*Assignment*: Every entry that follows must be written out exactly, apart from its pictures.

*Exercise inputs*:
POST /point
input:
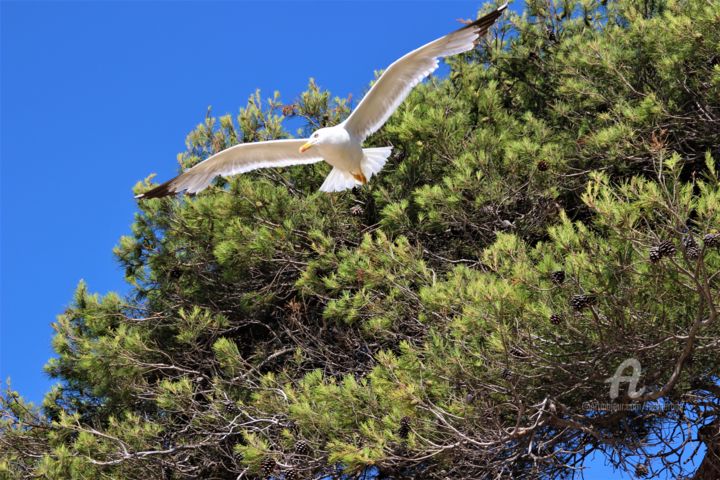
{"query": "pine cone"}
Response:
(691, 247)
(404, 429)
(302, 448)
(654, 255)
(580, 302)
(711, 240)
(666, 248)
(267, 466)
(641, 470)
(558, 277)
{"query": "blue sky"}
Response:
(96, 96)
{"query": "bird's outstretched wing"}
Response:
(234, 160)
(395, 84)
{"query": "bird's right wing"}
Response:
(234, 160)
(396, 83)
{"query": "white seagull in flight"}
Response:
(341, 145)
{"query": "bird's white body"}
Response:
(341, 145)
(339, 149)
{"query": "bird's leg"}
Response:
(359, 176)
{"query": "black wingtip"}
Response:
(487, 20)
(164, 190)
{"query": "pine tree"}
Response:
(266, 315)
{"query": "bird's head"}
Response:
(318, 137)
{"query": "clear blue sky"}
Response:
(96, 96)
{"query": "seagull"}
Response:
(341, 145)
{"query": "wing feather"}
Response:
(398, 80)
(235, 160)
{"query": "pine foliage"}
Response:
(457, 318)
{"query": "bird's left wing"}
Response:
(234, 160)
(395, 84)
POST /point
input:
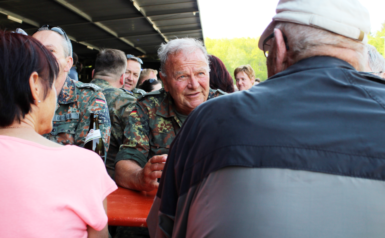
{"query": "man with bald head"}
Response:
(76, 100)
(299, 155)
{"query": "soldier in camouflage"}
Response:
(110, 66)
(76, 100)
(158, 116)
(132, 73)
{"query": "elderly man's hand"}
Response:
(152, 171)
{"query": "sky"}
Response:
(249, 18)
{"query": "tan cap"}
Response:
(344, 17)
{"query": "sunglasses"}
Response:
(135, 58)
(20, 31)
(61, 32)
(266, 47)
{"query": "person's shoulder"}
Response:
(153, 98)
(139, 91)
(216, 93)
(87, 86)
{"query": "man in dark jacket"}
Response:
(300, 155)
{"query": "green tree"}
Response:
(239, 51)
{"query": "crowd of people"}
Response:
(299, 155)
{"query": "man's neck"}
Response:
(62, 78)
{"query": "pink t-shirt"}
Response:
(50, 192)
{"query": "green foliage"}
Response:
(239, 51)
(378, 40)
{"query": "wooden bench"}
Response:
(129, 208)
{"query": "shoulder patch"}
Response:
(88, 85)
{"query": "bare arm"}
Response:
(130, 175)
(92, 233)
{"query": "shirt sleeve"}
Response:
(136, 143)
(93, 102)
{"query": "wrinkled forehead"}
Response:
(183, 59)
(133, 66)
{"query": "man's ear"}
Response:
(281, 56)
(121, 79)
(36, 90)
(69, 63)
(164, 80)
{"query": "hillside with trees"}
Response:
(239, 51)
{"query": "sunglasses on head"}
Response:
(135, 58)
(60, 31)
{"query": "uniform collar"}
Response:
(68, 92)
(166, 108)
(101, 83)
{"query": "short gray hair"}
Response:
(376, 61)
(304, 41)
(186, 45)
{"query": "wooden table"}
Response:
(129, 208)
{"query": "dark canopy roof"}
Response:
(137, 27)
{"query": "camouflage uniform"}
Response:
(117, 100)
(153, 125)
(136, 92)
(71, 122)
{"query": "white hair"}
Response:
(304, 41)
(376, 61)
(185, 45)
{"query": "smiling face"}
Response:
(243, 81)
(54, 43)
(131, 75)
(188, 80)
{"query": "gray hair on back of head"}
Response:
(185, 45)
(376, 61)
(304, 41)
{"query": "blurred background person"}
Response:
(150, 85)
(73, 74)
(220, 78)
(133, 71)
(244, 77)
(47, 189)
(376, 62)
(147, 74)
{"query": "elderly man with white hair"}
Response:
(299, 155)
(158, 116)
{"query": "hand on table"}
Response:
(152, 171)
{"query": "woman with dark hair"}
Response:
(150, 85)
(220, 78)
(47, 190)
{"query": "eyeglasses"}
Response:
(20, 31)
(61, 32)
(266, 47)
(135, 58)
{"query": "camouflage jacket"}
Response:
(71, 122)
(136, 92)
(117, 101)
(153, 125)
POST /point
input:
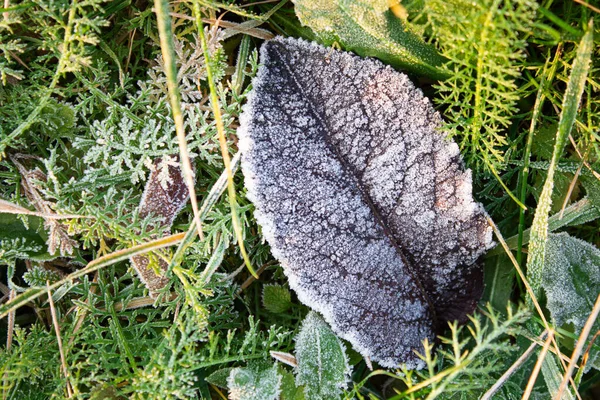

*Answer box*:
POST /point
input:
{"query": "pine cone"}
Response:
(691, 247)
(404, 429)
(302, 448)
(654, 255)
(580, 302)
(711, 240)
(666, 248)
(267, 466)
(641, 470)
(558, 277)
{"query": "blue sky"}
Response:
(96, 96)
{"query": "bird's outstretched wing"}
Response:
(234, 160)
(395, 84)
{"query": "bird's right wing"}
Response:
(234, 160)
(396, 83)
{"query": "white seagull in flight"}
Response:
(341, 145)
{"query": "bird's white body"}
Response:
(341, 145)
(339, 149)
{"query": "bird's leg"}
Response:
(359, 176)
{"query": "black wingtip"}
Response:
(487, 20)
(164, 190)
{"query": "pine tree"}
Response:
(266, 315)
{"query": "bird's head"}
Response:
(318, 137)
{"query": "clear blue sky"}
Response:
(96, 96)
{"query": "seagull"}
Response:
(341, 145)
{"query": "wing feather"}
Response:
(398, 80)
(235, 160)
{"query": "pine foliage"}
Response:
(457, 318)
{"query": "bird's left wing"}
Response:
(234, 160)
(395, 84)
POST /point
input:
{"query": "man with bald head"}
Response:
(76, 100)
(299, 155)
{"query": "soldier in camouflage"}
Response:
(110, 66)
(76, 100)
(158, 116)
(132, 73)
{"query": "elderly man's hand"}
Response:
(152, 171)
{"query": "sky"}
Response:
(249, 18)
{"query": "tan cap"}
Response:
(344, 17)
{"query": "sunglasses"}
Response:
(135, 58)
(20, 31)
(61, 32)
(266, 47)
{"query": "person's shoulder"}
Response:
(153, 98)
(139, 91)
(216, 93)
(87, 86)
{"query": "man in dark jacket"}
Response:
(300, 155)
{"query": "green tree"}
Response:
(239, 51)
{"query": "crowd of people"}
Response:
(299, 155)
{"query": "man's neck"}
Response:
(62, 78)
{"query": "pink t-shirt"}
Response:
(50, 192)
{"query": "green foliage"}
Response:
(239, 51)
(378, 40)
{"query": "wooden bench"}
Response:
(129, 208)
{"query": "shoulder patch"}
Response:
(88, 85)
{"query": "bare arm"}
Response:
(130, 175)
(92, 233)
{"query": "shirt sleeve"}
Response:
(136, 143)
(93, 102)
{"query": "wrinkled forehead"}
Response:
(183, 59)
(133, 66)
{"query": "man's ear"}
Response:
(281, 56)
(121, 79)
(36, 90)
(69, 63)
(164, 80)
{"query": "hillside with trees"}
Response:
(239, 51)
{"query": "sunglasses on head"}
Response:
(135, 58)
(60, 31)
{"query": "uniform collar"}
Response:
(68, 92)
(166, 108)
(101, 83)
{"query": "short gray hair"}
Response:
(376, 61)
(304, 41)
(186, 45)
{"query": "wooden table"}
Response:
(129, 208)
{"query": "dark canopy roof"}
Response:
(137, 27)
{"query": "camouflage uniform"}
Response:
(117, 100)
(153, 125)
(136, 92)
(71, 122)
{"query": "white hair"}
Response:
(304, 41)
(376, 61)
(185, 45)
{"query": "smiling face"}
Response:
(243, 81)
(54, 43)
(131, 75)
(188, 80)
{"query": "gray hair on back of head"}
Response:
(185, 45)
(376, 61)
(304, 41)
{"query": "blurred background person"}
Response:
(150, 85)
(73, 74)
(220, 78)
(133, 71)
(244, 77)
(47, 189)
(376, 62)
(147, 74)
{"query": "elderly man with white hair"}
Response:
(299, 155)
(158, 116)
{"query": "hand on table"}
Response:
(152, 171)
{"query": "woman with dark hair"}
Response:
(150, 85)
(220, 78)
(47, 190)
{"query": "eyeglasses"}
Response:
(20, 31)
(61, 32)
(266, 47)
(135, 58)
{"query": "camouflage jacket"}
Response:
(71, 122)
(136, 92)
(117, 101)
(153, 125)
POST /point
input:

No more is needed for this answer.